DATASET RECORDS below:
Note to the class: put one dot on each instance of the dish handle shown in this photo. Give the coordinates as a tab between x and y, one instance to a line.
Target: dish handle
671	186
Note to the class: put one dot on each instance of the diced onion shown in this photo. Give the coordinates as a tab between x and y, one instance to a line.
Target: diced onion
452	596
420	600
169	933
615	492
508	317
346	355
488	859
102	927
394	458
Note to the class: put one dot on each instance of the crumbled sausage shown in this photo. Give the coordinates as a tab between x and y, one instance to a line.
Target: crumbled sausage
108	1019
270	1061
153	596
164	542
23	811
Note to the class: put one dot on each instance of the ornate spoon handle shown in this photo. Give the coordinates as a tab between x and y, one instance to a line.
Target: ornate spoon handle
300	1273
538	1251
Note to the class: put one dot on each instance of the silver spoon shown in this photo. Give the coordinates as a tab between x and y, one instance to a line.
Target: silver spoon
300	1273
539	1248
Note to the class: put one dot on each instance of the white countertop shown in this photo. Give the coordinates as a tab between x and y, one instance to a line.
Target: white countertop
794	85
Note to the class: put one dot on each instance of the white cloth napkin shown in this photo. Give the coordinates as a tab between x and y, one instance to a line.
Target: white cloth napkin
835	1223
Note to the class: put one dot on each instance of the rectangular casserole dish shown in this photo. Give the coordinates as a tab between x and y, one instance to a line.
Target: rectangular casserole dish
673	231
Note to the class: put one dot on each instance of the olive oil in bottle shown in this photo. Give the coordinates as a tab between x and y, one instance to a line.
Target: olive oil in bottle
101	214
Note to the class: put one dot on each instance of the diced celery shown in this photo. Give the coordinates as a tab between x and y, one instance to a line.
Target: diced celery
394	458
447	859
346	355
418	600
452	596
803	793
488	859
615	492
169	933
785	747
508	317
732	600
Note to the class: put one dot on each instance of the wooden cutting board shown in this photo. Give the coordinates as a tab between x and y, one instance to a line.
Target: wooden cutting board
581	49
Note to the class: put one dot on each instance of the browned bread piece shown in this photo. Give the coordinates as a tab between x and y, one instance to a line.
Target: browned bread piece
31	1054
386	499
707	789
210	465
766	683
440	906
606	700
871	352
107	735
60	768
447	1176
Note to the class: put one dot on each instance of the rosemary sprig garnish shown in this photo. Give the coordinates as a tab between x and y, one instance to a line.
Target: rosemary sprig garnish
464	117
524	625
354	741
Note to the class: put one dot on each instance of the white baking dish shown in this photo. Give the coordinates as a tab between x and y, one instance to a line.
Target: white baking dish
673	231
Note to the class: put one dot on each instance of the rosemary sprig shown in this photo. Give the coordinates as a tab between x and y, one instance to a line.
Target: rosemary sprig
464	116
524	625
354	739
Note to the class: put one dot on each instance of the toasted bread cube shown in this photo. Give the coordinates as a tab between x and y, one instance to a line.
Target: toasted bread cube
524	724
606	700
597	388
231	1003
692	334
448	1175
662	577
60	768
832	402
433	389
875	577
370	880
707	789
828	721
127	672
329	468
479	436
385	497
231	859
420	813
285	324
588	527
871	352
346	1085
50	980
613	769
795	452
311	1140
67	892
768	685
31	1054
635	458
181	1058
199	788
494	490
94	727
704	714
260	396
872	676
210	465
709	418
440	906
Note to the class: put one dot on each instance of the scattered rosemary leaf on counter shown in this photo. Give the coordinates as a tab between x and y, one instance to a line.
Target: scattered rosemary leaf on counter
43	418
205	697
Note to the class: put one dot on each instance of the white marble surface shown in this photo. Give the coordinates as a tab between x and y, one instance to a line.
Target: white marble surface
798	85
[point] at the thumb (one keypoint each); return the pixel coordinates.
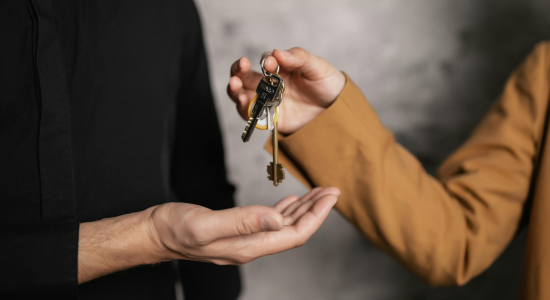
End of DATASET RECORDS.
DIRECTIONS FOR THIS TASK:
Restate every line above word for word. Do not carry over the images.

SOLUTION TO THE EXERCISE:
Note to the class: put one dot on each instance of the dish handle shown in this photo. Give the coordinates as a tab between x and y, one instance to a line.
Target: dish handle
671	186
Note to the class: put one dot on each instance of the diced onion shown in this photo. Give the coordinates as a tab between x and y, one instance to a line.
Target: diced onion
452	596
420	600
169	933
615	492
508	317
346	355
488	859
102	927
394	458
Note to the class: put one dot on each instance of the crumbled sausage shown in this photo. Give the coordinates as a tab between x and y, one instance to a line.
Target: crumbled sausage
108	1019
270	1061
153	596
164	542
23	811
Note to the class: put one dot on each instance of the ornate spoon handle shown in this photo. Give the coordinates as a tab between x and y, one instance to a line.
Target: ornate spoon handle
300	1273
538	1251
Note to the class: put one dot on each instance of the silver spoon shown in this photo. Give the coordinates as a tab between x and y, one instance to a line.
Target: silver spoon
300	1273
539	1248
Note to the class: put one dot on each instance of the white countertop shown in this photo. Give the coordinates as a tab between x and y, one instance to a line.
Target: white countertop
794	85
Note to the class: put one dot on each instance of the white cloth napkin shown in this photo. Give the coordinates as a tab between x and y, one instance to a line.
Target: white cloth napkin
835	1223
Note to the class: put one dot on each instance of the rectangular casserole dish shown in this photo. Give the coordinates as a tab between x and y, one instance to a line.
Target: rectangular casserole dish
673	231
Note to the class: put one dot on each instance of the olive oil in bottle shown in this photo. Give the coordinates as a tab between x and y, one instance to a line.
Target: olive oil in bottle
101	214
Note to the class: put one dot on each instance of the diced celery shown in this photo. Give the coordinates as a tab between x and y, one instance to a line.
Target: diced celery
394	458
447	859
346	355
418	600
452	596
803	793
488	859
615	492
169	933
785	747
508	317
732	600
Note to the class: put one dot on each instance of the wooden cutting board shown in this photo. Give the coordinates as a tab between x and y, one instance to a line.
Target: wooden cutting board
581	49
Note to the class: put one dot on each instance of the browned bread piece shown in this photo. Give the coordinates as a tab between x and y, one instance to a line.
Target: browned bread piece
31	1054
386	499
707	789
210	465
766	683
440	906
606	700
871	352
107	735
60	768
447	1176
Note to the class: put one dot on each instance of the rosemary sprig garnish shown in this photo. Give the coordinates as a tab between x and y, one instance to a line.
Target: rosemary sprig garnish
464	117
524	625
354	741
Note to the class: put one dot on each instance of the white baking dish shown in this photo. Give the coordinates as a tab between x and y, one instance to a line.
Target: white baking dish
673	231
Note to the class: put one dot on each instance of the rosemary sprig shown in this photo. Give the coordinates as a tab between x and y, one instance to a line.
Target: rosemary sprig
464	116
524	625
354	739
Note to the class: put one dot on each instance of the toasted bread cube shown in this photo. Give the coordinates as a tab between x and y, one instance to a line.
Target: toasted bread cube
524	724
606	700
597	388
231	1003
692	334
448	1175
662	577
60	768
832	402
433	389
875	577
370	880
707	789
828	721
127	672
329	468
479	436
385	497
231	859
420	813
285	324
588	527
871	352
346	1085
50	980
613	769
795	452
311	1140
67	892
768	685
31	1054
635	458
181	1058
199	788
494	490
94	727
704	714
260	396
872	676
210	465
709	418
440	906
Note to the class: put one dot on each instance of the scattered rosemary leaf on counter shown in this photo. Give the coordinates as a tab between x and y, one instance to a line.
Target: scattered rosemary leaf on counter
43	418
205	697
Note to the class: put one dot on each instance of the white marble surface shown in this photo. Give the coordinates as a tab between x and y, one instance to a line.
Target: white marble surface
798	85
[point] at the thumb (one keypoint each); return the pixel coordinates.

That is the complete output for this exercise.